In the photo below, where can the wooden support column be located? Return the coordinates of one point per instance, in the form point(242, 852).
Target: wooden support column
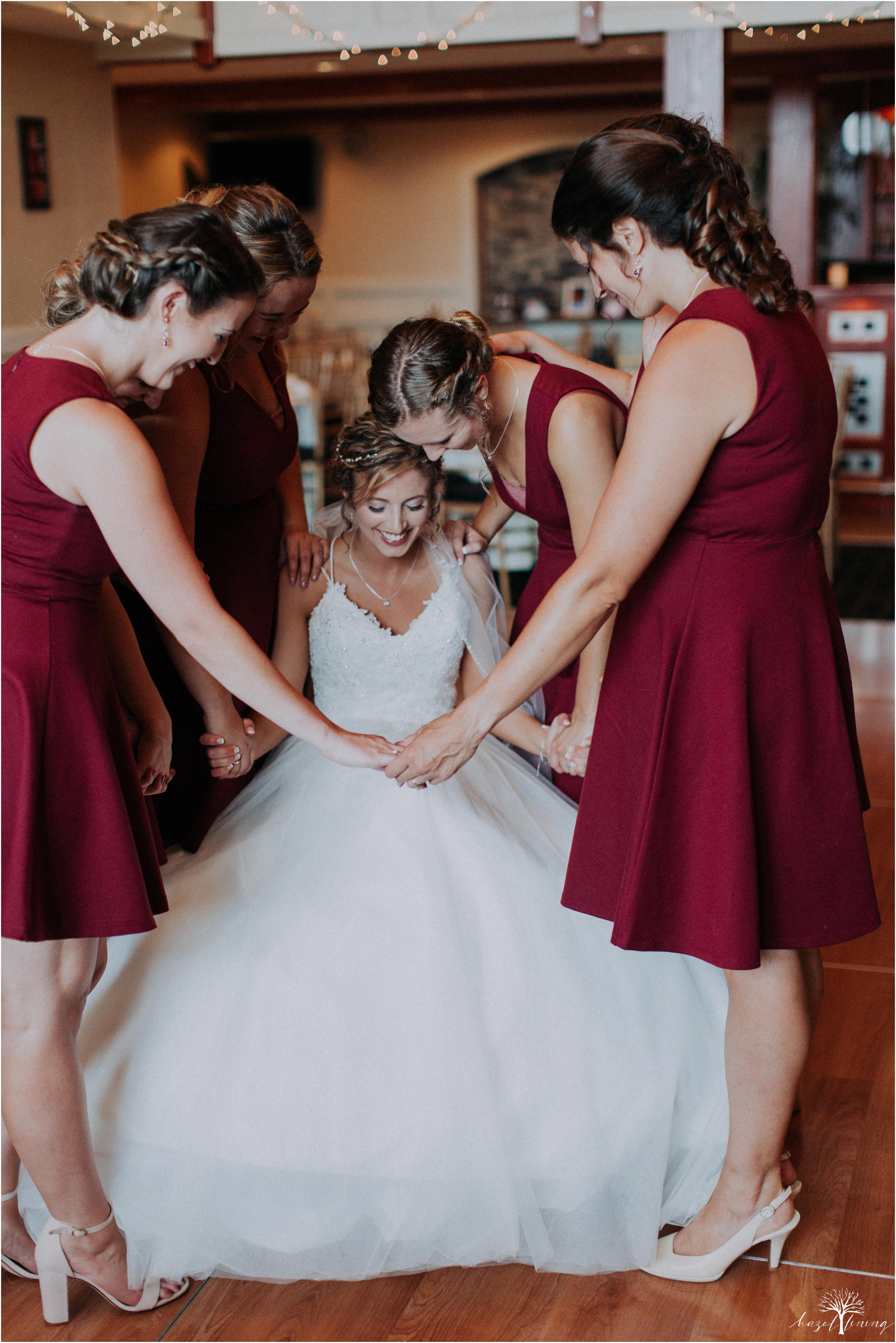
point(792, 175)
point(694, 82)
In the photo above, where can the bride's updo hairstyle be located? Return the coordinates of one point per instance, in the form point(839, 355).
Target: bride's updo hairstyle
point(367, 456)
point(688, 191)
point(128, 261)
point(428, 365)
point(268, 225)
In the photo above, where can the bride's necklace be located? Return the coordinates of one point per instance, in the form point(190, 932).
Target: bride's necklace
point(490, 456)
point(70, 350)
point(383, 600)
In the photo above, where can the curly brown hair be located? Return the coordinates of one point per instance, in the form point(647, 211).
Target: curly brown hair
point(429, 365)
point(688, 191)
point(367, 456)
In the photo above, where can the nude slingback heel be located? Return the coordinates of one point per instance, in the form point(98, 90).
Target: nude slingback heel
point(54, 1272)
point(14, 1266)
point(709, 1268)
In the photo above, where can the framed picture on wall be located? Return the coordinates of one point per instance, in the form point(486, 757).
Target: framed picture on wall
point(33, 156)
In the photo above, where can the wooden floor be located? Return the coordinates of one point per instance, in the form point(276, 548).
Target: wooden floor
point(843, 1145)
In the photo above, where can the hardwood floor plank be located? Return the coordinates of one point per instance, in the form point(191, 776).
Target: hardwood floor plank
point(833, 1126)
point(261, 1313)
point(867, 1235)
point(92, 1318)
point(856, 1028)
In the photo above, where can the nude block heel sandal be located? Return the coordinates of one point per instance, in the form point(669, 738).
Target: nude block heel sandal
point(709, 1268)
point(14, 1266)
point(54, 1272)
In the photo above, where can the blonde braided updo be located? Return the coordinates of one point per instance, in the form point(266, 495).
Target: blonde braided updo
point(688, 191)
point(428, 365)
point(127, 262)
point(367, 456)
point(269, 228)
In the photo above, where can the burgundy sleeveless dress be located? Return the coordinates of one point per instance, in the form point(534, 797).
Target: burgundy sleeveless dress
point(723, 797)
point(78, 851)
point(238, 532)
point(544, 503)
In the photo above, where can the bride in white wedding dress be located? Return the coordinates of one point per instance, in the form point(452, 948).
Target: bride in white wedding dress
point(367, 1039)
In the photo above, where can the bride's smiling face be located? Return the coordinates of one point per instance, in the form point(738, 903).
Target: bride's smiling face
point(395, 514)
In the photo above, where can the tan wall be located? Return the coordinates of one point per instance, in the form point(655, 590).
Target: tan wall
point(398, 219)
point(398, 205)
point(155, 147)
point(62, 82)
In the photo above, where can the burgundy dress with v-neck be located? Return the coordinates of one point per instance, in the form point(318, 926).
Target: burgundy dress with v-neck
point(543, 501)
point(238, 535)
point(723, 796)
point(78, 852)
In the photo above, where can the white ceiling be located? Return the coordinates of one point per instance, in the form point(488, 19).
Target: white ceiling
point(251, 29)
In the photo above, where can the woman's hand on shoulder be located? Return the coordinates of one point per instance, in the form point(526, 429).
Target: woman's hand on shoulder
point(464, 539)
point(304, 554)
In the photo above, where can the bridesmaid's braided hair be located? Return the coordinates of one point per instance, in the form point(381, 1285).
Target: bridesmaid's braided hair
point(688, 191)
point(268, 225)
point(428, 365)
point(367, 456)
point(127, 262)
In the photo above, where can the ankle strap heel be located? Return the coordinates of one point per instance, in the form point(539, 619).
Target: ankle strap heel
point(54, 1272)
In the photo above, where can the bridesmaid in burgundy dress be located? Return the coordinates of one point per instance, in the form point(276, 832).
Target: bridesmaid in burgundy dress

━━━━━━━━━━━━━━━━

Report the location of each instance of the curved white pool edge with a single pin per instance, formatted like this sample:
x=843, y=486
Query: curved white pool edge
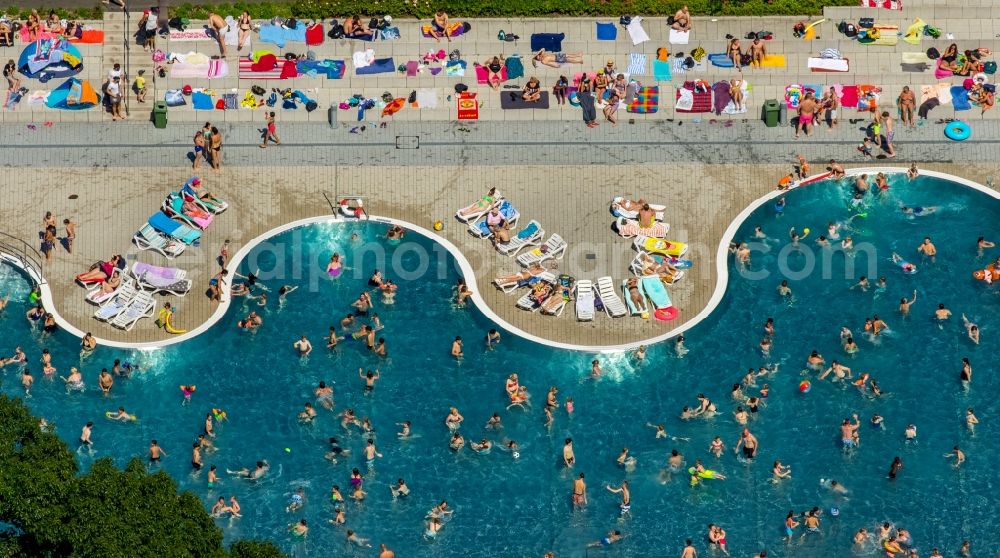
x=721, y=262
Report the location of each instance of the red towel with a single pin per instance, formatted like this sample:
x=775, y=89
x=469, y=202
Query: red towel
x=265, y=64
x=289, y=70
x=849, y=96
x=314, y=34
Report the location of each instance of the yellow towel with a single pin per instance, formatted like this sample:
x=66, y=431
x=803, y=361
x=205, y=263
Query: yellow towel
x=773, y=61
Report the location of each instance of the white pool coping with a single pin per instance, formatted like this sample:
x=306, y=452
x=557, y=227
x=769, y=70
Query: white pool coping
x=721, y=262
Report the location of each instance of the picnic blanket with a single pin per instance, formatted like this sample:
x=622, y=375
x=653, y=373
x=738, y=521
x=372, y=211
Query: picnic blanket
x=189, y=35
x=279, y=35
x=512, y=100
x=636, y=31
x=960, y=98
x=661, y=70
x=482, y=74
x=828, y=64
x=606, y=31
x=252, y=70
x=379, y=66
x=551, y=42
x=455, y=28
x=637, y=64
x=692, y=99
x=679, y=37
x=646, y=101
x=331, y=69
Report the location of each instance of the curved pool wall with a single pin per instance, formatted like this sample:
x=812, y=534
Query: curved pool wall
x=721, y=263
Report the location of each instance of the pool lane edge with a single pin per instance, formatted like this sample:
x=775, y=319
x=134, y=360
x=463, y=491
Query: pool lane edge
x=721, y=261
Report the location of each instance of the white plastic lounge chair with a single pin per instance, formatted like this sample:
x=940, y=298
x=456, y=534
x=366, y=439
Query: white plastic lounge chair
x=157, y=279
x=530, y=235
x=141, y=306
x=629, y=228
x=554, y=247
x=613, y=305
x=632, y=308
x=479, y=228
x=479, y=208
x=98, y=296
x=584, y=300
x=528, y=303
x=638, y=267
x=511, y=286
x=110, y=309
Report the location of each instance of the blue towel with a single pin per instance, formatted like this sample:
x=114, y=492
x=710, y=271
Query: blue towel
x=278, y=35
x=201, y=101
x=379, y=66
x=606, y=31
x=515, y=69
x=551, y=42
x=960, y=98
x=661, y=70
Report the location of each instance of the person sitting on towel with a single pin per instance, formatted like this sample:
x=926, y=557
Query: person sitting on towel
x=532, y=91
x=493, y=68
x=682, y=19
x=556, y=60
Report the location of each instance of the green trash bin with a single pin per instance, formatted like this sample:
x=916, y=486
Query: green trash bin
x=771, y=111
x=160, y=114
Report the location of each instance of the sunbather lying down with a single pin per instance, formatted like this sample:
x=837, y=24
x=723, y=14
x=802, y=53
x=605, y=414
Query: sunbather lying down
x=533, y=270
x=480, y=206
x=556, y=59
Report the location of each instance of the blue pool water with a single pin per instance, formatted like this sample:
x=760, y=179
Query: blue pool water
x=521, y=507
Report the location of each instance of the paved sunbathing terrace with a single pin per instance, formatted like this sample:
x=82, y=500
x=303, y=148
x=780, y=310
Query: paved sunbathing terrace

━━━━━━━━━━━━━━━━

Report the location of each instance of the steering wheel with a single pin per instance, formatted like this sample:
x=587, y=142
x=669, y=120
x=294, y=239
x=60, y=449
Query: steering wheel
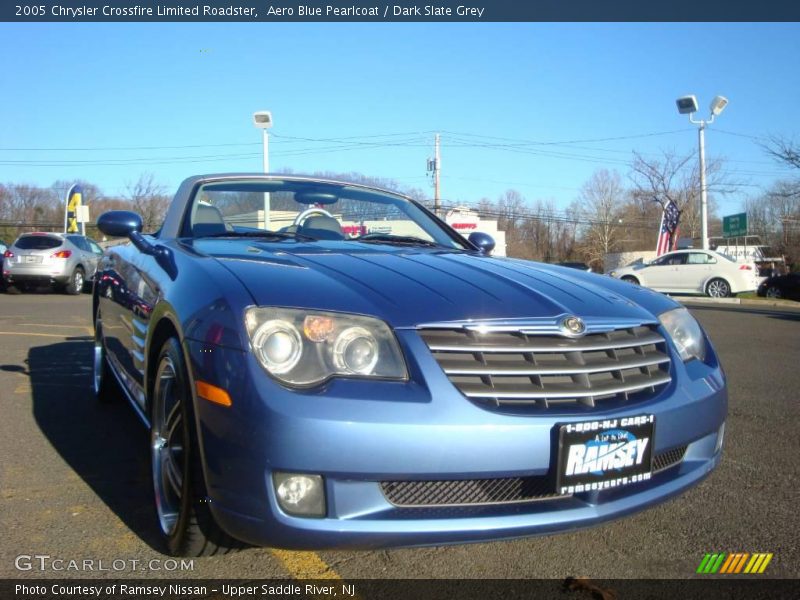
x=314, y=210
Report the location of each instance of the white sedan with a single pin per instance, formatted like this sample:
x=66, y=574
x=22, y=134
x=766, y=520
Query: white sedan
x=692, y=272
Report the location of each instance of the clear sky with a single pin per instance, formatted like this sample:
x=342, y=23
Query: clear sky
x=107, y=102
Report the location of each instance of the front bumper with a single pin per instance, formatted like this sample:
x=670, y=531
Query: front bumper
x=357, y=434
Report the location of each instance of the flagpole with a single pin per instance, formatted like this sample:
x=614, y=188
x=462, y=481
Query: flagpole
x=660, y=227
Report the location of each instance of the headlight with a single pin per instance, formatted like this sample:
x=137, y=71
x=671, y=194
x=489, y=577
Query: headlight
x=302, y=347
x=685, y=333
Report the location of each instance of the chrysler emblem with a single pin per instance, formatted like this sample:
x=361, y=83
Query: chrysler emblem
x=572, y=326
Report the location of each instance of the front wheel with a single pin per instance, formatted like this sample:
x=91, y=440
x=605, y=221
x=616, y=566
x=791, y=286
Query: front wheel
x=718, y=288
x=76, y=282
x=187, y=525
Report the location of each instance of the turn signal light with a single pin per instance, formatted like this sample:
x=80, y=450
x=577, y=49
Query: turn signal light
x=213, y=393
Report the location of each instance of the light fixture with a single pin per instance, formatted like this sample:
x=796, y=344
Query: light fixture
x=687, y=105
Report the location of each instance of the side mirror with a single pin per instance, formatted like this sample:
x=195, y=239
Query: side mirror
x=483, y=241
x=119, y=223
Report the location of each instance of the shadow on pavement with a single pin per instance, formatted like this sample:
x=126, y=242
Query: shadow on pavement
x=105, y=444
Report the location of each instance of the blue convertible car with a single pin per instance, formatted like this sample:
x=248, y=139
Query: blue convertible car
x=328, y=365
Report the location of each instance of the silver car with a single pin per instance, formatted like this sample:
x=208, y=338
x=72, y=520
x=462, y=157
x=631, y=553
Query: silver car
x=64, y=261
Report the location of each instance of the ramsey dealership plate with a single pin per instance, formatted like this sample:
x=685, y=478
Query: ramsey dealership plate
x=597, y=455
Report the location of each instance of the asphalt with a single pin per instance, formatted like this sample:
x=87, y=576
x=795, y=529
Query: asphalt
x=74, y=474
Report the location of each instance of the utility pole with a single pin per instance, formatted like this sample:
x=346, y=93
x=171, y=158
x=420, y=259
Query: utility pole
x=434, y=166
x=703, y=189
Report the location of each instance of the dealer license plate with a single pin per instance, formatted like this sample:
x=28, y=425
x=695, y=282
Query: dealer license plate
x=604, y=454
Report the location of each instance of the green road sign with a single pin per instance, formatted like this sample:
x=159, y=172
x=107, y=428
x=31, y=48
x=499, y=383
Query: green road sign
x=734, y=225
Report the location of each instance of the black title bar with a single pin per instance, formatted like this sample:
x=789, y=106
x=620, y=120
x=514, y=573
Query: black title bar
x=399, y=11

━━━━━━━━━━━━━━━━

= TASK OBJECTIVE =
Using the entries above, reproduce word for word only the lines from the one that contains "In the photo below, where" to the one that contains "In the photo above, where can the curly", both ends included, and drop every picture.

= EXERCISE OUTPUT =
In the photo below, where can the wooden support column be located? Return the coordinates of one point per instance, in the form point(242, 852).
Target: wooden support column
point(792, 175)
point(694, 82)
In the photo above, where can the bride's updo hairstyle be located? Return the coordinates of one point per instance, in the form point(839, 355).
Target: bride's updo hairstyle
point(367, 456)
point(688, 191)
point(128, 261)
point(428, 365)
point(268, 225)
In the photo above, where can the bride's necklace be located? Return the coordinates of one point per instance, in the form point(190, 932).
Target: bride's necklace
point(490, 456)
point(70, 350)
point(383, 600)
In the photo above, where can the curly brown hair be located? Return the coordinates of one point per instance, in the form point(647, 211).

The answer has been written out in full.